> _Dataset excerpts on object pointing_
++++++

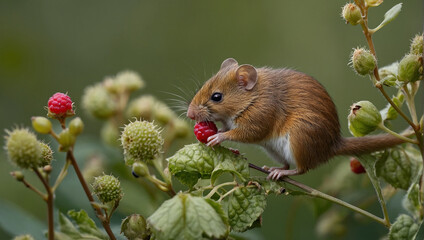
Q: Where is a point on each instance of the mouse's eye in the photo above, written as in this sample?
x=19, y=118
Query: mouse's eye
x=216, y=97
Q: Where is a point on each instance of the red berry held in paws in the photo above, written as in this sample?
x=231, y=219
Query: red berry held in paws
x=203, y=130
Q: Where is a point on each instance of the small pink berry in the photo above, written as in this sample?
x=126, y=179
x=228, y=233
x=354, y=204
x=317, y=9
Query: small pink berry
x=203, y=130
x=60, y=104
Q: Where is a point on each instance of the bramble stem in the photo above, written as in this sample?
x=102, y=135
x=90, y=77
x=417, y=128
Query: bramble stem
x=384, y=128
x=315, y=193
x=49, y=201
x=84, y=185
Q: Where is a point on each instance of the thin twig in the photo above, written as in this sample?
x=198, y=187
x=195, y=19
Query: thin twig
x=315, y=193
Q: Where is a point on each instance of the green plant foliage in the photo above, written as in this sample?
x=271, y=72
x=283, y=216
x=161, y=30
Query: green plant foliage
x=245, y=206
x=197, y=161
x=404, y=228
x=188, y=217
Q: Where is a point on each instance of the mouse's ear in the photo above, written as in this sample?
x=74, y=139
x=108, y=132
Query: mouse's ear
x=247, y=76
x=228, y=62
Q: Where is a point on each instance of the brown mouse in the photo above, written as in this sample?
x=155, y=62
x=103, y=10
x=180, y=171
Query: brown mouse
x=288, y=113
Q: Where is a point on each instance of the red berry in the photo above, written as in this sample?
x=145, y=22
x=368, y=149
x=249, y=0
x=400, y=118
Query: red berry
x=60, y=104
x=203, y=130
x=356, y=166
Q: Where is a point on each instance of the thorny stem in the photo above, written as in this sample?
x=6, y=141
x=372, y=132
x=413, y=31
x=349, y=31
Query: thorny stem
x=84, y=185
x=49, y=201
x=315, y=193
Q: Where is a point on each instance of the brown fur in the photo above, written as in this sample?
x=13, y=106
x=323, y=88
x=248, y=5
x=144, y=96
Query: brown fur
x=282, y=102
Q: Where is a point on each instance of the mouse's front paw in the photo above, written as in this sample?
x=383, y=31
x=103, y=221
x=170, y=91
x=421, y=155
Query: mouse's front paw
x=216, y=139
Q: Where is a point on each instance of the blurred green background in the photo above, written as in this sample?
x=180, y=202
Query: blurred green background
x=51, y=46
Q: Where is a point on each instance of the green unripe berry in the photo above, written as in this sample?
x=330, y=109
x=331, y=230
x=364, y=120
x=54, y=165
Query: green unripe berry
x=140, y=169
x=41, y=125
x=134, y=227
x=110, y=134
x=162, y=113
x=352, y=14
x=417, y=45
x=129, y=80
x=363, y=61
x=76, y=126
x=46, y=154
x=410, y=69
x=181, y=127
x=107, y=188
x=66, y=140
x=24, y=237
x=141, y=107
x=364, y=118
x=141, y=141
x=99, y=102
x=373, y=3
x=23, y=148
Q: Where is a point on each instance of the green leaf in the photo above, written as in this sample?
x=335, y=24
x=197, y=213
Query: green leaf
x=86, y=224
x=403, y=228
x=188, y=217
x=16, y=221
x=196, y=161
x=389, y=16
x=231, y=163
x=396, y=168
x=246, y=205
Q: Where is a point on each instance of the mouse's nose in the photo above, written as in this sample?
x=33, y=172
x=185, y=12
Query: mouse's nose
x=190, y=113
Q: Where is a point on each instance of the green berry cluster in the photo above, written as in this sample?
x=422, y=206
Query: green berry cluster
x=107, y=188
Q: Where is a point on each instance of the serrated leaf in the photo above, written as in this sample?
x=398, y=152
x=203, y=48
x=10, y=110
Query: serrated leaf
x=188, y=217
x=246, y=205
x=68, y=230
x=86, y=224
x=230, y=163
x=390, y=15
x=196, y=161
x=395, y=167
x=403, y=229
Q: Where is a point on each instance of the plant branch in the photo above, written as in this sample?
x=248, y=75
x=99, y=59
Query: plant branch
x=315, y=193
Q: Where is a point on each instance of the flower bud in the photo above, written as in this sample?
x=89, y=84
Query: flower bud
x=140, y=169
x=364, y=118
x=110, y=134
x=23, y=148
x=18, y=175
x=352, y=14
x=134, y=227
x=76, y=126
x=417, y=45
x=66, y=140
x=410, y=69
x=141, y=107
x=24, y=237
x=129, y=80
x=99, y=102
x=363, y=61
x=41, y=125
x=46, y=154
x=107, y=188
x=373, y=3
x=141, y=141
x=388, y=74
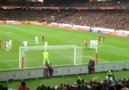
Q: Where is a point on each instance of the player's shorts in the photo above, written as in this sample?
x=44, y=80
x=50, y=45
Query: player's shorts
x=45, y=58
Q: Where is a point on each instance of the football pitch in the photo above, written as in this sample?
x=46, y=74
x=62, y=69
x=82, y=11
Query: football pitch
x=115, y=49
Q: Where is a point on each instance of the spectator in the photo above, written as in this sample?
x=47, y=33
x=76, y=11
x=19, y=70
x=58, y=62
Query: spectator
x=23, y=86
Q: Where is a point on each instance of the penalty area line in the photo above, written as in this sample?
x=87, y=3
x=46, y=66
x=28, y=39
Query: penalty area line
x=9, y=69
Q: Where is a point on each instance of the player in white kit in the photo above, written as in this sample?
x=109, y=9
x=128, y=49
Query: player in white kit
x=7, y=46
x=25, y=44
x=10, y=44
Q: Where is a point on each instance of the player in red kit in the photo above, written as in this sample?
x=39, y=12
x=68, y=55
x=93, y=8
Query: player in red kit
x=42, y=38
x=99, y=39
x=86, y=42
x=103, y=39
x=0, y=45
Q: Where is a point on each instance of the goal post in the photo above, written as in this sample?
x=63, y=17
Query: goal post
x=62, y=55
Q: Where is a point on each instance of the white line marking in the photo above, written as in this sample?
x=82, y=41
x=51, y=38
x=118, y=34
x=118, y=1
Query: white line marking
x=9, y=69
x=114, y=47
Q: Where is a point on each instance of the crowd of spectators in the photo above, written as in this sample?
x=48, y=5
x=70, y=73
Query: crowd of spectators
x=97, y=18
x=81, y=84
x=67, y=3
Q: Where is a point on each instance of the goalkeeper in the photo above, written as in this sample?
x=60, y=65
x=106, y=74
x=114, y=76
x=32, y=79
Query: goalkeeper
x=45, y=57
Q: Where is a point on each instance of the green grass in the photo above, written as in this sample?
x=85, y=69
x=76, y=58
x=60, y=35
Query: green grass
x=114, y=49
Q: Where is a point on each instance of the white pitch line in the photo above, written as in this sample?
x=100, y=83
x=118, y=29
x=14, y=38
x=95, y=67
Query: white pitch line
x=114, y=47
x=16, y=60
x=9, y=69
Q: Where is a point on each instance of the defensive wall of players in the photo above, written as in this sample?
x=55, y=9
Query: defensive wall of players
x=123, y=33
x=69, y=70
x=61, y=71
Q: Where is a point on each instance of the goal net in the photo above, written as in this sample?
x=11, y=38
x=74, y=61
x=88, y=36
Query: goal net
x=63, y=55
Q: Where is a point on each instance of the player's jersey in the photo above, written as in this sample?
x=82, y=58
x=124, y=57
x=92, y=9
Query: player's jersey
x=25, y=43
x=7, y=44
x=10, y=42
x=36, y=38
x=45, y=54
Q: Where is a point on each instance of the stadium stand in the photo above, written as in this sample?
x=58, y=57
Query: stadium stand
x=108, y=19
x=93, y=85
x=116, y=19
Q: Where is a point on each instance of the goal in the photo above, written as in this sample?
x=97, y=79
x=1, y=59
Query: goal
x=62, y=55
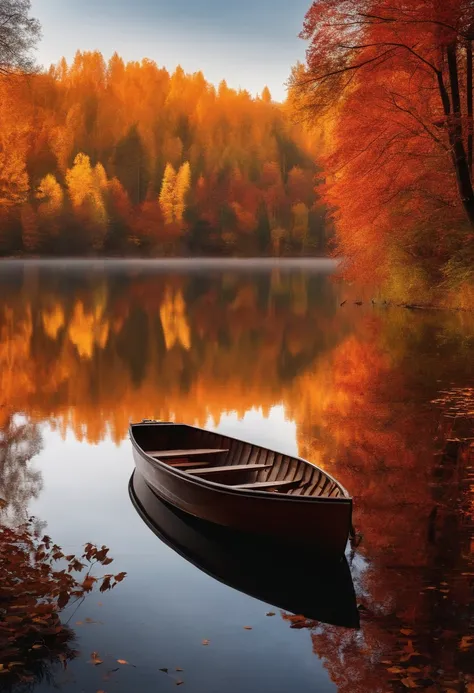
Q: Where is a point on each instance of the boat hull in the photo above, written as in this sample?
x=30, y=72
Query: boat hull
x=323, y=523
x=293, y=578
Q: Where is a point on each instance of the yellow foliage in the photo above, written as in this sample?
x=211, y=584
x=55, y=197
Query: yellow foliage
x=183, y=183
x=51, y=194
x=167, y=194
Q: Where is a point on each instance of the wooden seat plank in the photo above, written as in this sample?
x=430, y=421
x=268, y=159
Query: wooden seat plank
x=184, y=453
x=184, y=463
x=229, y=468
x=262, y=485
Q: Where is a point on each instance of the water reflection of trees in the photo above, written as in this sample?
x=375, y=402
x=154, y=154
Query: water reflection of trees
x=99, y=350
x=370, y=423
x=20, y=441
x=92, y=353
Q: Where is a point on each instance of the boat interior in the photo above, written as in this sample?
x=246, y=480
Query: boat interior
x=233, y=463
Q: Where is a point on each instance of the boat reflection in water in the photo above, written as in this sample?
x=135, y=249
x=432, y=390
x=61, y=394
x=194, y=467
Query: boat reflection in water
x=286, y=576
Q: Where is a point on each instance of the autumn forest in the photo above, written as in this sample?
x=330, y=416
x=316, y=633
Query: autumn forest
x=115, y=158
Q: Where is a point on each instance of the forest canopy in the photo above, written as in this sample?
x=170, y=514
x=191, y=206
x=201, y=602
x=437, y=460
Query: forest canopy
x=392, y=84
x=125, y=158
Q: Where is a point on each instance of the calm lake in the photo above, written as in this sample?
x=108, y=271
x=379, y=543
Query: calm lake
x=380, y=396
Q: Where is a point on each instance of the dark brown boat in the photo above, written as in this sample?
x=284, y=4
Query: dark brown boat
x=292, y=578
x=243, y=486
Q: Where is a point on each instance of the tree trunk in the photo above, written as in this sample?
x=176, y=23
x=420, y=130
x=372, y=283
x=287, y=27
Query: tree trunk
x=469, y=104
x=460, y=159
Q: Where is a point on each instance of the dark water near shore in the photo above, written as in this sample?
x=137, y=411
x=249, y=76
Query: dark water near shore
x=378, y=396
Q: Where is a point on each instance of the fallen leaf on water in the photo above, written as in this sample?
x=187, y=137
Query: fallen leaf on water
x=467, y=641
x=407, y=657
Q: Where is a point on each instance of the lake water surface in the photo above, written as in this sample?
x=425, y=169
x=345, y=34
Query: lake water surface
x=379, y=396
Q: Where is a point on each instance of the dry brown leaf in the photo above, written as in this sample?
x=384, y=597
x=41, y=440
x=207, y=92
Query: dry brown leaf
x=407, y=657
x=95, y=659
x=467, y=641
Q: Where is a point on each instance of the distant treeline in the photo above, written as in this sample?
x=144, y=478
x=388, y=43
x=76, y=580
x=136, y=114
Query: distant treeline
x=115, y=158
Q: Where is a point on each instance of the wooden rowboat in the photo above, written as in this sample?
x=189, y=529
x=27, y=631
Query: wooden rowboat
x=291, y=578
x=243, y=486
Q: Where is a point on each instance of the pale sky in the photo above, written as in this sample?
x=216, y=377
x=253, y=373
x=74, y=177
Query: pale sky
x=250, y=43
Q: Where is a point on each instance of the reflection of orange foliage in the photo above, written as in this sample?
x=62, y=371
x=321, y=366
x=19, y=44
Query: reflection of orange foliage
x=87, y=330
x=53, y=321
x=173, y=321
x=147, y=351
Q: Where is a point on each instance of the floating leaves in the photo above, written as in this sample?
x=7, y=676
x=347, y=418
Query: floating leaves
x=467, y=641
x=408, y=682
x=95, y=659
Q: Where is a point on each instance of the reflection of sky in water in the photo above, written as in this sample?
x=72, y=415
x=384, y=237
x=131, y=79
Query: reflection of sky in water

++++++

> _SET TASK_
Copy the lines of the listing verbatim, starting with the line containing "Q: Where is a point on each instance of the distant" and continuing through the line containing "x=250, y=43".

> _SOLUTION TO THIS TASK_
Q: Where is a point on each instance of the distant treeline in the photo above, written as in this sample?
x=144, y=478
x=388, y=43
x=76, y=580
x=136, y=114
Query: distant treeline
x=115, y=158
Q: Where is a point on each instance of the wooden rowboat in the photo above, written as in this sample?
x=189, y=529
x=27, y=631
Query: wooden rowboat
x=291, y=578
x=243, y=486
Q: Where is a point on each instance of the pale sky in the photo above, written as in this sample?
x=216, y=377
x=253, y=373
x=74, y=177
Query: pale sky
x=250, y=43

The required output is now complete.